**Elenco dei compiti**
**a)** Trascriva fedelmente il passo dell'intervista sull'hockey su pista compreso tra "IL BASEBALL E" e "e squadra nazionale?", estremi inclusi.
**b)** Calcoli quante righe dei record contengono la stringa "building", tenendo conto di maiuscole e minuscole, e riporti soltanto il numero.

IL BASEBALL E GLI ALTRI SPORT IN ITALIA: INTERVISTA A MICHELE NANNINI, ESPERTO DI HOCKEY SU PISTA
Continua il nostro speciale che confronta il baseball con gli altri sport di nicchia italiani. Dopo aver analizzato l'hockey su pista domenica, siamo arrivati alla sesta puntata dove abbiamo deciso di intervistare Michele Nannini, corrispondente da Follonica per i quotidiani “Il Tirreno”, "La Gazzetta dello Sport" e per i siti internet www.vivigrosseto.it e www.1sport.it .
Come potresti definire il momento dell'hockey italiano, a livello di club, attività giovanile e squadra nazionale?
Il momento dell’hockey su pista italiano rispecchia in pratica il momento generale dello sport e del paese Italia: molte squadre hanno ridotto gli investimenti rispetto al passato, puntando per chi può sui giovani del vivaio o cercando di allestire squadre competitive per i rispettivi obiettivi senza esporsi troppo a livello economico.
Le squadre di vertice godono invece di risorse un po’ più cospicue e sono in grado di allestire squadre con giocatori professionisti italiani e stranieri in modo da provare ad essere competitive anche in campo europeo, dove i nostri team però si scontrano con realtà molto più solide e radicate (cito ad esempio il Barcellona e La Coruňa in Spagna, Porto e Benfica in Portogallo) che non si possono a livello generale paragonare economicamente e numericamente alle nostre squadre di vertice. Tant’è che l’unica squadra italiana ad aver vinto una Champions League (adesso chiamata Eurolega) è stato il Follonica nel 2006.
Le nostre squadre sono invece molto più competitive nella Coppa Cers (analoga all’Europa League nel calcio) che è stata vinta più volte da team italiani ed anche in questa stagione ci sono ottime probabilità di assistere ad una final four quasi tutta tricolore.
Purtroppo da qualche stagione ogni anno siamo alle prese con squadre che si ritirano o che manifestano evidenti problemi economici (il Novara ed il Seregno solo per citare gli ultimi esempi).
L’attività dell’hockey giovanile in Italia è divisa in macroregioni per le categorie Under 13, 15, 17 e 20, con fasi finali di coppa Italia e campionato in primavera alle quali partecipano le migliori squadre classificate nei vari raggruppamenti regionali. La distribuzione delle squadre segue quella del movimento seniores. Visto il momento particolare sono molti i giocatori provenienti dalle giovanili che in queste stagioni stanno trovando spazio anche in prima squadra.

**Record dell'esercizio**
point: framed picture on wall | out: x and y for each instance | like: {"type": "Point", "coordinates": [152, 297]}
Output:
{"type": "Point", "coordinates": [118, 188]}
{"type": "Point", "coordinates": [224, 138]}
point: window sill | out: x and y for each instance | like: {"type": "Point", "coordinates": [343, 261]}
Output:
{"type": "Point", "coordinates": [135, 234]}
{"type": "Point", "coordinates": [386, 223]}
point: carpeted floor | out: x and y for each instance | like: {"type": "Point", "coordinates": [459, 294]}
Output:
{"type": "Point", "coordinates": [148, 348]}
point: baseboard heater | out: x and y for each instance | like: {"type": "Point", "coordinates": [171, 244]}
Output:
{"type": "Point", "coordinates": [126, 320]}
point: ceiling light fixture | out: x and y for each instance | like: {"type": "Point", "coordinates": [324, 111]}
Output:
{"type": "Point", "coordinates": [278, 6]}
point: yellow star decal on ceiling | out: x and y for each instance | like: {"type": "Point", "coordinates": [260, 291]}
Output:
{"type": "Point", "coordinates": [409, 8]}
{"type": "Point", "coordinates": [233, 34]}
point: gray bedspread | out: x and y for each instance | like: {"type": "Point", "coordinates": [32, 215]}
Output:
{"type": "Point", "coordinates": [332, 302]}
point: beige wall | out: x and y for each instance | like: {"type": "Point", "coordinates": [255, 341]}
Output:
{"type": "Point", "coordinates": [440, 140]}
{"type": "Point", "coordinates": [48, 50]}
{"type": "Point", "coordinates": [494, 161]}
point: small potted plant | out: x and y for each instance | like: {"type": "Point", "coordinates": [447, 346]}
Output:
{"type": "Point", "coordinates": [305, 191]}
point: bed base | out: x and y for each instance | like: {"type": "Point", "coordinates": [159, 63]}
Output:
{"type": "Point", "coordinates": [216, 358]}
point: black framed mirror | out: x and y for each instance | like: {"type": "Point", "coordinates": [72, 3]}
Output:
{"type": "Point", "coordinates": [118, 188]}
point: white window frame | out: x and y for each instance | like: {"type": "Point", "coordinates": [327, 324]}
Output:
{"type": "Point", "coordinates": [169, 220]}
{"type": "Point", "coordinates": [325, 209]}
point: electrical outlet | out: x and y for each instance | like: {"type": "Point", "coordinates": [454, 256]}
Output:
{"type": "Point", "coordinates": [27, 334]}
---
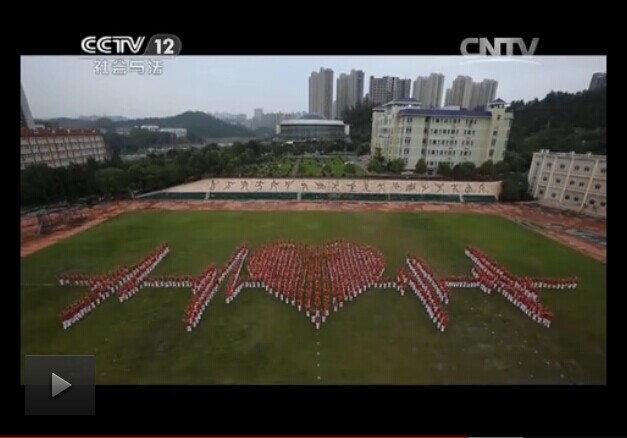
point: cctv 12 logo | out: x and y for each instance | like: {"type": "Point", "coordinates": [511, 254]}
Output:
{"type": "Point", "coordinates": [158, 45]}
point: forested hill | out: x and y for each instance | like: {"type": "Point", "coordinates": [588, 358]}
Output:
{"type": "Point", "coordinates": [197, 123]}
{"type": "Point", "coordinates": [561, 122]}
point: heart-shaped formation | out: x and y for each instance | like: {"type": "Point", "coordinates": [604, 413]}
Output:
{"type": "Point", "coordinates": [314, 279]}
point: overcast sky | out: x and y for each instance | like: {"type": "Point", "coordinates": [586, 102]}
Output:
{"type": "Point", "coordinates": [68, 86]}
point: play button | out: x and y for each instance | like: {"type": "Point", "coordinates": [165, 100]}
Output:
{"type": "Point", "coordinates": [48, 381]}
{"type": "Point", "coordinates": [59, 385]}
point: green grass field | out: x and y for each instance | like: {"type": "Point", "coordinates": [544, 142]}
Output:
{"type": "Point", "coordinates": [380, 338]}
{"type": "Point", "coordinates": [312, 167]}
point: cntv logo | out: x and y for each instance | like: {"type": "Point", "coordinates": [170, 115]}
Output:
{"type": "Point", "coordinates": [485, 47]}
* * *
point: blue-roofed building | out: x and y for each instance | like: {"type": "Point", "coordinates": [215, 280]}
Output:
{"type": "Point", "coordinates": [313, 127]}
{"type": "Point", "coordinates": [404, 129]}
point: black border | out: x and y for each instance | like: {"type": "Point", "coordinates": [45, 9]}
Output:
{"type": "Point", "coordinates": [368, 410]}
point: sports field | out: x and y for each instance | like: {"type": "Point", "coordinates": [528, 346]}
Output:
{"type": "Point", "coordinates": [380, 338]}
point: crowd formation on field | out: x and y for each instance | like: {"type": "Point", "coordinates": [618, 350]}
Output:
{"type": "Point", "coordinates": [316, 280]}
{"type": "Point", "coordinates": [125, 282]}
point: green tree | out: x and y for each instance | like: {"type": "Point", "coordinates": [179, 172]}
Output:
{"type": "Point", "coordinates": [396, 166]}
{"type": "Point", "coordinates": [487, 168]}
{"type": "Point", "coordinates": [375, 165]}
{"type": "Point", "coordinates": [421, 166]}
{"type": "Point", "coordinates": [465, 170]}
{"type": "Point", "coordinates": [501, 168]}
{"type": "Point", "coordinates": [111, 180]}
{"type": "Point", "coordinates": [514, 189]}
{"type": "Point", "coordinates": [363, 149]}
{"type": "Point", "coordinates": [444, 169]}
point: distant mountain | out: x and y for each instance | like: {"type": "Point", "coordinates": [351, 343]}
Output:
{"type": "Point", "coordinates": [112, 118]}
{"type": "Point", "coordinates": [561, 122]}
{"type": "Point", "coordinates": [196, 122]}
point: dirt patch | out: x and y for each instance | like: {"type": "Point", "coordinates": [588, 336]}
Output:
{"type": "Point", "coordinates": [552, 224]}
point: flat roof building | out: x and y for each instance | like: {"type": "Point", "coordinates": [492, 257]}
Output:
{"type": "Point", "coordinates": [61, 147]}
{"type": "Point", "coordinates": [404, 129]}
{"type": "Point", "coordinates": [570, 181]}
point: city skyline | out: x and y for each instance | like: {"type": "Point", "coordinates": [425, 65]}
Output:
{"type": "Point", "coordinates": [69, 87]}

**Risposte ai compiti**
**a)**
IL BASEBALL E GLI ALTRI SPORT IN ITALIA: INTERVISTA A MICHELE NANNINI, ESPERTO DI HOCKEY SU PISTA
Continua il nostro speciale che confronta il baseball con gli altri sport di nicchia italiani. Dopo aver analizzato l'hockey su pista domenica, siamo arrivati alla sesta puntata dove abbiamo deciso di intervistare Michele Nannini, corrispondente da Follonica per i quotidiani “Il Tirreno”, "La Gazzetta dello Sport" e per i siti internet www.vivigrosseto.it e www.1sport.it .
Come potresti definire il momento dell'hockey italiano, a livello di club, attività giovanile e squadra nazionale?

**b)** 2